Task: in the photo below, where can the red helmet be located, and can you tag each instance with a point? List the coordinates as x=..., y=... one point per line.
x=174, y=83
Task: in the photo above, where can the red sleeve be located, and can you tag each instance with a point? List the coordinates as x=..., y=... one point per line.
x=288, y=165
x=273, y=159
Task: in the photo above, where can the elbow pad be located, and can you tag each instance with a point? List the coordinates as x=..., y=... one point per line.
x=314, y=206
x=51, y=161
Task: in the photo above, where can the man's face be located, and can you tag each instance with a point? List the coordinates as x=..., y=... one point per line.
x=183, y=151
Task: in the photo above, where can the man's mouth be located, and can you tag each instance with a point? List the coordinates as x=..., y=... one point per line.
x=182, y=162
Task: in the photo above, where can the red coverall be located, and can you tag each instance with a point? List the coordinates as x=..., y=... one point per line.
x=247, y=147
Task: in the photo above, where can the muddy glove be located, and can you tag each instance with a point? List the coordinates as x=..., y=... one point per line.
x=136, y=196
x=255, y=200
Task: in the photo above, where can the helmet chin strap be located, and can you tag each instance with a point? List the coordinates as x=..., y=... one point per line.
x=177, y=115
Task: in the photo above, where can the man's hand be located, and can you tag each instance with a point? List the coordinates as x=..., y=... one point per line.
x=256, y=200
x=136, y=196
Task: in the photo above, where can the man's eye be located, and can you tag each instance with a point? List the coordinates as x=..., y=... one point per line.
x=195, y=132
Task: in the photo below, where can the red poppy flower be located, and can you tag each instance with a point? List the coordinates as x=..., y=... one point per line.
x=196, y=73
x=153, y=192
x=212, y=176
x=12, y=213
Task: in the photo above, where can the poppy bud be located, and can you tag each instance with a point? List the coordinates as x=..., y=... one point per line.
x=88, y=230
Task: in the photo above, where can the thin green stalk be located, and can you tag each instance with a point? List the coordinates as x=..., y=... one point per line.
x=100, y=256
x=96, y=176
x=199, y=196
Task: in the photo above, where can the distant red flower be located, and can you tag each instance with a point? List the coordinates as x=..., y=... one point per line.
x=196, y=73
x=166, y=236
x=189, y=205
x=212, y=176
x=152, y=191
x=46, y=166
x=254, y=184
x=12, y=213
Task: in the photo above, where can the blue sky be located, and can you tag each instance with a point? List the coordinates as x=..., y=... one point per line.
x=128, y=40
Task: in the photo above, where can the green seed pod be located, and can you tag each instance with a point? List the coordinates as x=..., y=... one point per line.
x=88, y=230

::::

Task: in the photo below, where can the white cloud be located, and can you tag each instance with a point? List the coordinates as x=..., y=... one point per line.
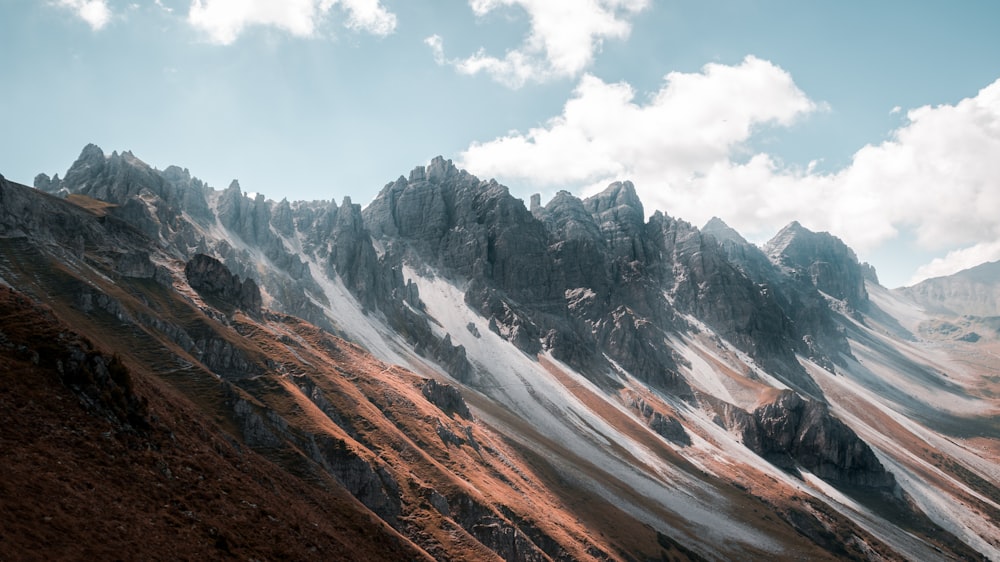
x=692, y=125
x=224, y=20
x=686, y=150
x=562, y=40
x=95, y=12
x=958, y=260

::::

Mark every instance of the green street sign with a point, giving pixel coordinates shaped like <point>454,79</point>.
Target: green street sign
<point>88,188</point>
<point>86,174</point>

::::

Tujuan => Bisakah Anda memasukkan seluruh data di atas, dari baris yang memuat "Task: in the photo below, where can the red helmet" sampai baris yang memuat "x=273, y=159", ke dalam daftar bernomor tanpa baris kosong?

Jawaban Lengkap =>
1. Task: in the photo below, where can the red helmet be located, and can you tag each instance with a point? List the coordinates as x=..., y=... one point per line.
2. x=174, y=83
3. Task: in the photo above, where can the red sleeve be located, and can you tag each instance with a point? List the coordinates as x=..., y=... one point per line.
4. x=288, y=165
5. x=273, y=159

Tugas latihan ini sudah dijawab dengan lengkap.